** Written problem **
Convert the lines of the items below into a JSON list of strings, with one string per line and blank lines omitted. Leave the pictures out of the answer.

** Extracted records **
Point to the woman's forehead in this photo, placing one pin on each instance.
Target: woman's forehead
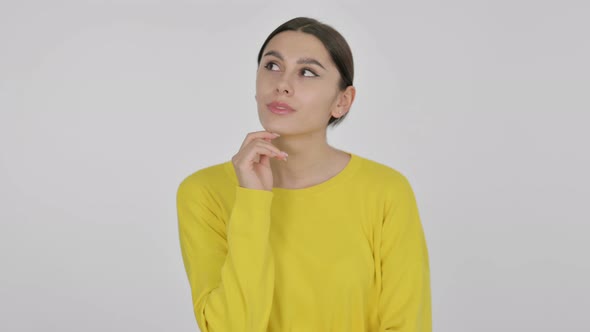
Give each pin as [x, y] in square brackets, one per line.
[294, 45]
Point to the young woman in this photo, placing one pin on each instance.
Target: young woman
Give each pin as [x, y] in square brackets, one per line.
[293, 234]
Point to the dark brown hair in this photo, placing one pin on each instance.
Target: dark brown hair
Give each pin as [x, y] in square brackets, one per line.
[334, 43]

** Expected answer **
[
  "Point to the woman's forehead in this photo, placing one pin on each instance.",
  "Target: woman's forehead",
  "Give each pin as [x, y] in square brackets, one per line.",
  "[294, 45]",
  "Point to the young woman in this photo, placing one pin on each instance.",
  "Target: young woman",
  "Give each pin as [x, y] in square brackets, one per line.",
  "[293, 234]",
  "Point to the dark brown hair in this photo, placing one pin on each instance.",
  "Target: dark brown hair",
  "Give each pin as [x, y] in square brackets, one per line.",
  "[334, 43]"
]